• **Task directions**
Return each line of the material verbatim.

• **Source material**

BEGIN

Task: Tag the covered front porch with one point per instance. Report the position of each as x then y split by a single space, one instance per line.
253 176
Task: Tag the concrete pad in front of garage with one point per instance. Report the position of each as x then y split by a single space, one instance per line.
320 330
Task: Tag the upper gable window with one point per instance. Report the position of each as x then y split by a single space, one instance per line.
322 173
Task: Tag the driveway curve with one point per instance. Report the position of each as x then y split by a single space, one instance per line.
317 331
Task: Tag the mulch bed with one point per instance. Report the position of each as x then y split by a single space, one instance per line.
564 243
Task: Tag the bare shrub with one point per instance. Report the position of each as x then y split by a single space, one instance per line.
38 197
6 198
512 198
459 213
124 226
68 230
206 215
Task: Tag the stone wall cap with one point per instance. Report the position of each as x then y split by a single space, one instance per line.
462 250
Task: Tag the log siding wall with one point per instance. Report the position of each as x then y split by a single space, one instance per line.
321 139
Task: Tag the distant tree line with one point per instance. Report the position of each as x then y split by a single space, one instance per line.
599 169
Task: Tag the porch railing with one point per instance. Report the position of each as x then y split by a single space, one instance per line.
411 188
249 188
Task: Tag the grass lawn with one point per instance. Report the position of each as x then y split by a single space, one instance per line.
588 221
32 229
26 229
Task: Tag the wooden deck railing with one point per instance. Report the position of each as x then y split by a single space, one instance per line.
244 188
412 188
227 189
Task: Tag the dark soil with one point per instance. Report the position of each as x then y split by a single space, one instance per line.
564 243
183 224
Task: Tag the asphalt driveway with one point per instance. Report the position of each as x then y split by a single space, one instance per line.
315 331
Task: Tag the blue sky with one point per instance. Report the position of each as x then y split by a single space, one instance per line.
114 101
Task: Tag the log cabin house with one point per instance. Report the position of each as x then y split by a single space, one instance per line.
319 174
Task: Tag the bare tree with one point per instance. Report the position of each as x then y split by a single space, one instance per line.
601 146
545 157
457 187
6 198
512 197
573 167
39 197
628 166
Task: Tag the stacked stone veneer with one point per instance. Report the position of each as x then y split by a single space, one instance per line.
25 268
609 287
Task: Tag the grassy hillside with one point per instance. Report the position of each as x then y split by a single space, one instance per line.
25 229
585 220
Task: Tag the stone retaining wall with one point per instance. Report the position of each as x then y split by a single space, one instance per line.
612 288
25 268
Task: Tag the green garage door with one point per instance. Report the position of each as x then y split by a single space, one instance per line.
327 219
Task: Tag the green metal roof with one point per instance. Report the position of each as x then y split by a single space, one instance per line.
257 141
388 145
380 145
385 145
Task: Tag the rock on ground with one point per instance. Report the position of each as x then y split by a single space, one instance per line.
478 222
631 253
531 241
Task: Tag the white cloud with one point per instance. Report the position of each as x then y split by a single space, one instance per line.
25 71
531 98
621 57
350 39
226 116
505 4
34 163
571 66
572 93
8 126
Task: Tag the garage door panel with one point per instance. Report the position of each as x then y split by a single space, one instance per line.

END

• **Finished exercise**
Task: Tag the covered front porch with one point per instance. Report the position of each as x then y split by a single space, one instance per line.
253 176
Task: Tag the concrete pad in front of garage with one point per instance. Report the position of each as x then y split by a single space, one instance per line.
320 330
Task: Tag the upper gable window with one point per instance. Report the position of each as x then y split by a single space, one instance per line.
322 173
Task: Tag the driveway curve with one point per instance. Report the position of each as x then y split by a single space, one instance per line.
317 331
Task: Tag the mulch bed with one point per instance. Report the position of each as x then y split by a single space, one instance per line.
564 243
Task: Tag the bare shrub with one point per instance. Report the position of each as x then y split by a single space, one instance per line.
38 197
6 198
512 198
459 213
124 226
68 230
206 215
Task: Tag the stone wall cap with one point per instance. Report the position of each as x then y split by a single space, one instance per line.
462 250
Task: Tag the log siding wall with one point per instance. Report the position of each as x then y split by a single space, one instance per line.
321 139
Task: Tag the distant tree line with one point per instance. Report the position of each as x then y split by a single space, one instance per line.
599 169
Task: Tag the porch railing with one point per instance. Report the position of each as x then y split by a single space, one instance per line.
411 188
249 188
Task: Tag the grass lawn with one point per instance. Report the position of each as x then y split by a single space, one instance per line.
588 221
32 229
26 229
Task: Tag the wooden deck railing with one point per instance. Report the position of each as x then y split by a single space, one instance per line.
244 188
412 188
227 189
Task: Tag the dark soil with one point per instance. Report the position of each as x then y split by a single space, one instance per line.
564 243
183 224
Task: Tag the asphalt driveway with one point per instance. Report the position of each as x then y split by a single space, one instance per line.
315 331
Task: Tag the blue sky with one point per instance. Report the position of each as x then y split by a single space, one instance per line.
114 101
Task: Tag the log cabin house with one point per instance. Report the position of each as x then y split by a single space, one instance per line.
319 174
Task: Tag the bare tree with one point per instance. Report the position of each as x then y split by a single space, one instance per line.
601 146
545 157
457 187
6 198
512 197
573 167
39 197
628 166
Task: Tag the stacked stone veneer with one point per instance. Report the position of each as x then y split by a single space, one instance per line.
25 268
609 287
Task: Tag the grassy hillside with one point per instance. Report the position of each as x then y split by a single space, one instance per line.
25 229
585 220
Task: Tag the stone retaining wall with one point per instance. Report the position of each as x then y split by a single space, one instance per line.
612 288
25 268
Task: Tag the green garage door with one point per instance. Report the position of each as x then y split by a single space, one instance per line.
327 219
Task: Tag the green metal roof with one point per instance. Report the position of each as x then y split by a single space, one instance per line.
257 141
388 145
380 145
385 145
Task: Tag the rock on ground with one point per instance. Report the position of each as x then y split by a single space, one instance per line.
478 222
631 253
531 241
Task: Tag the white cloud with one point per instance. Report the position of each as x then y split by a single space, one instance per line.
25 71
531 98
621 57
350 39
226 116
505 4
34 163
571 66
572 93
8 126
Task: Tag the garage door panel with one point per instance. Report the position of each as x then y split by a single space, one instance per line.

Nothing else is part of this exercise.